Description of the task
Rewrite the lines below, replacing "intersection tally" with "street survey" and leaving everything else unchanged.

Provided records
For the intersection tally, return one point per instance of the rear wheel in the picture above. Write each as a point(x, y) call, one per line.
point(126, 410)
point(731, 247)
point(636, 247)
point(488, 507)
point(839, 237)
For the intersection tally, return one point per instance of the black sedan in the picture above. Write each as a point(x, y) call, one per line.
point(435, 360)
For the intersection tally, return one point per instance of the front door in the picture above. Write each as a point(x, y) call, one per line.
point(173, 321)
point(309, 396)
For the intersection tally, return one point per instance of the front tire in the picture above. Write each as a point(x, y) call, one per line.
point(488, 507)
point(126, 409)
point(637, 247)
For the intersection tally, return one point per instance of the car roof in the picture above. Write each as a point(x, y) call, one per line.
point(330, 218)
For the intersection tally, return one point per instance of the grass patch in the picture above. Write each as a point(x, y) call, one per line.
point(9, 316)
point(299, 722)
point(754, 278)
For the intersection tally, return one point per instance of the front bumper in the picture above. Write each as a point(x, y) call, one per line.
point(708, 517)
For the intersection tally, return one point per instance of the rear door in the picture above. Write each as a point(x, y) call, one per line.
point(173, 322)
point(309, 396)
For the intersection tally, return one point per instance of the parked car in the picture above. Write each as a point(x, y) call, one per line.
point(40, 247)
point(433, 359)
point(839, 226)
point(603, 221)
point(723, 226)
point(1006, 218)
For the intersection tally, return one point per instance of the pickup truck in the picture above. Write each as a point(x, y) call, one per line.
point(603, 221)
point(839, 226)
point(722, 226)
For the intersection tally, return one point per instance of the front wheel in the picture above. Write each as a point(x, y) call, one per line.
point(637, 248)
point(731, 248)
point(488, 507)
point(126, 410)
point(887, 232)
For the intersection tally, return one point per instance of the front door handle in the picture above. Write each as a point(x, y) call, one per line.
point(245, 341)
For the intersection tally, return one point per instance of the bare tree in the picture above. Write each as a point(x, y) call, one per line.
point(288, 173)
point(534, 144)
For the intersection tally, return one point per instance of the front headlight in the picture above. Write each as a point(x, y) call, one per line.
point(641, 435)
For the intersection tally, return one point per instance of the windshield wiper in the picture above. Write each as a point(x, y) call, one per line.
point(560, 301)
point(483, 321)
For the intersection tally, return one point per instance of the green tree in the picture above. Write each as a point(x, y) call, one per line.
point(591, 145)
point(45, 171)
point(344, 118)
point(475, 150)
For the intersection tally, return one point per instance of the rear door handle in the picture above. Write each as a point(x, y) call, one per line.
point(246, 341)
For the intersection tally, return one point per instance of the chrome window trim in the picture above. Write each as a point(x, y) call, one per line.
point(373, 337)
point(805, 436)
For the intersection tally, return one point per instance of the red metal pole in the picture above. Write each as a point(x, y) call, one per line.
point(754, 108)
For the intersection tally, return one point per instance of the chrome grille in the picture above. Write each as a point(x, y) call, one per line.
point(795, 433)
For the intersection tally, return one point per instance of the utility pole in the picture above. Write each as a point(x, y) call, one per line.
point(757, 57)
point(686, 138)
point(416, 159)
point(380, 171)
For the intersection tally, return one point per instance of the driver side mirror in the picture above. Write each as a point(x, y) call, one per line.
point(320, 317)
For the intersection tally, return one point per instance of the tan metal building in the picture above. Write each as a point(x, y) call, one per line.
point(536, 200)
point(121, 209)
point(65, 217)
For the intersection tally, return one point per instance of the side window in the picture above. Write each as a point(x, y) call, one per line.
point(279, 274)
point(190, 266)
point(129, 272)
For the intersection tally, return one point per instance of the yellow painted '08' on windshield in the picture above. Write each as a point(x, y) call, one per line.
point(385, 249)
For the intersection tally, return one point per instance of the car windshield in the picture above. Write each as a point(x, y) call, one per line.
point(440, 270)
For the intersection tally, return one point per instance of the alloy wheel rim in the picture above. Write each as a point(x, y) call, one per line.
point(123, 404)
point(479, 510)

Solution for this task
For the street survey, return one point per instance of the rear wheel in the picture above. Write each as a point(x, y) call, one per line.
point(126, 410)
point(731, 247)
point(636, 247)
point(488, 507)
point(839, 237)
For the street survey, return one point per instance of the black sedan in the picture above. Write each as a point(x, y) call, one per line.
point(435, 360)
For the street survey, return one point per instance of the front door in the picture above. Write each as a point(x, y) call, one per line.
point(173, 321)
point(309, 396)
For the street survey, return one point per instance of the front tire in the picture above. Write each as a point(x, y) call, one per line.
point(488, 507)
point(126, 409)
point(637, 247)
For the street survey, return one point per instance of the car roof in the picture above. Write each as a point(x, y) call, one per line.
point(330, 218)
For the street survey, return one point per instance of the grass patch in the picture above. Write each as a point(x, y) call, one per line.
point(9, 316)
point(299, 722)
point(754, 278)
For the street survey, return one point per instance of the front bumper in the picture above. Write each as a point(x, y) call, one per line.
point(708, 517)
For the street survey, return one point per instance of the rear door in the picture above. Write each as a point(x, y) call, one per line.
point(173, 322)
point(309, 396)
For the street survey, return one point per instance of the parked car in the picture above. Write each as a point(x, y) call, one per line.
point(40, 247)
point(433, 359)
point(839, 226)
point(603, 221)
point(723, 226)
point(1006, 218)
For the street survey, return one point per instance of the pickup truck in the picture above. Write each as a point(x, y) call, one per line.
point(603, 221)
point(839, 226)
point(722, 226)
For the street survey, return one point per instance of the front wheel in the picture above. Write each as a point(x, y) call, one per line.
point(637, 248)
point(731, 248)
point(488, 507)
point(126, 410)
point(887, 232)
For the street survey, return one point per instance of the front door handle in the picture above. Write each as a point(x, y) call, one per line.
point(245, 341)
For the street survey, return one point per instance of the bare tree in the picture above. Write each as a point(x, y) call, one per line.
point(288, 173)
point(534, 144)
For the street survey, return one point per instance of the front headlight in the picture above. Write each as a point(x, y) call, one per line.
point(641, 435)
For the street survey, return one point per instance of the windshield wiper in the picture above. Write each as a point(x, y) call, one per line.
point(560, 301)
point(483, 321)
For the street survey, return one point per instance of the green tree in the picture above. Write each as a point(x, y) call, one per line.
point(591, 145)
point(45, 171)
point(344, 118)
point(475, 150)
For the street survey, return one point per instance of the rear door handle in the picture above. Write each as a point(x, y) call, one per line.
point(246, 341)
For the street survey, return one point per instance of the chrome window trim in the picture above. Write each as a point(x, y) call, one per line.
point(373, 337)
point(805, 436)
For the street survey, return one point per instance of the red metal pole in the picture above. Write each as a point(x, y) call, one per line.
point(754, 108)
For the street survey, return one point per instance of the chrome grille in the picture above. Write each as a point(x, y) call, one per line.
point(795, 433)
For the street survey, return one point per instance of the utility pole in the picture above. Write each as a point(x, y) call, one per line.
point(757, 57)
point(686, 138)
point(416, 159)
point(380, 171)
For the street survey, return one point per instance of the driver side mirror in the picture above. Write each as a point(x, y) call, one per line.
point(320, 317)
For the street survey, return one point per instance of the tan metal building in the picture above. Write each as a point(x, y) call, one per line.
point(536, 200)
point(121, 209)
point(65, 217)
For the street survey, return one point per instance of the side window in the picture above. Write each as a point(x, y) call, one per line.
point(279, 274)
point(190, 266)
point(129, 272)
For the street survey, return one point per instance of the yellow painted '08' on windshield in the picture above. Write each as a point(x, y) call, one per line.
point(385, 249)
For the street survey, return one point per instance of the car windshield in the picture above. Write each as a point(x, y) call, one per line.
point(440, 270)
For the street survey, return one point per instance of the alloy wheel rim in the picture above. Write each as a point(x, y) call, one per line.
point(123, 404)
point(479, 510)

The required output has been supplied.